=== Section Start ===

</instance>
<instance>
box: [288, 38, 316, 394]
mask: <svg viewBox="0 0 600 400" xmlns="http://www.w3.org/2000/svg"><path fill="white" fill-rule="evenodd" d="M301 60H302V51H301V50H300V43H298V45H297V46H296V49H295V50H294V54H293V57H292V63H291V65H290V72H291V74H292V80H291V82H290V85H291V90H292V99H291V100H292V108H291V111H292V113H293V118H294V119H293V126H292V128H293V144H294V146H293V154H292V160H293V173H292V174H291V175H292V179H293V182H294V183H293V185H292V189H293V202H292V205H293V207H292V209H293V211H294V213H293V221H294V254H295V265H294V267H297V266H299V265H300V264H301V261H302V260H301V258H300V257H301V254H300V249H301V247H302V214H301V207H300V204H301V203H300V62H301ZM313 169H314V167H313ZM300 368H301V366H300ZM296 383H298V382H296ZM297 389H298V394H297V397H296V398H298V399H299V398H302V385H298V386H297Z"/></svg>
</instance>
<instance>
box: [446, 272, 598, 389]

=== Section End ===

**What is required**
Set the entries down again, unchanged and complete.

**Response area**
</instance>
<instance>
box: [288, 38, 316, 394]
mask: <svg viewBox="0 0 600 400" xmlns="http://www.w3.org/2000/svg"><path fill="white" fill-rule="evenodd" d="M301 60H302V51H301V50H300V43H298V45H297V46H296V49H295V50H294V54H293V57H292V63H291V65H290V72H291V74H292V80H291V82H290V85H291V90H292V99H291V100H292V108H291V111H292V113H293V118H294V119H293V126H292V128H293V144H294V146H293V154H292V160H293V173H292V174H291V175H292V179H293V182H294V183H293V185H292V189H293V202H292V205H293V207H292V209H293V211H294V213H293V221H294V254H295V265H294V267H297V266H299V265H300V264H301V261H302V260H301V258H300V257H301V254H300V249H301V247H302V214H301V207H300V204H301V203H300V62H301ZM313 169H314V167H313ZM300 368H301V366H300ZM296 383H298V382H296ZM297 389H298V394H297V397H296V398H298V399H299V398H302V385H298V386H297Z"/></svg>
</instance>
<instance>
box: [446, 272, 598, 389]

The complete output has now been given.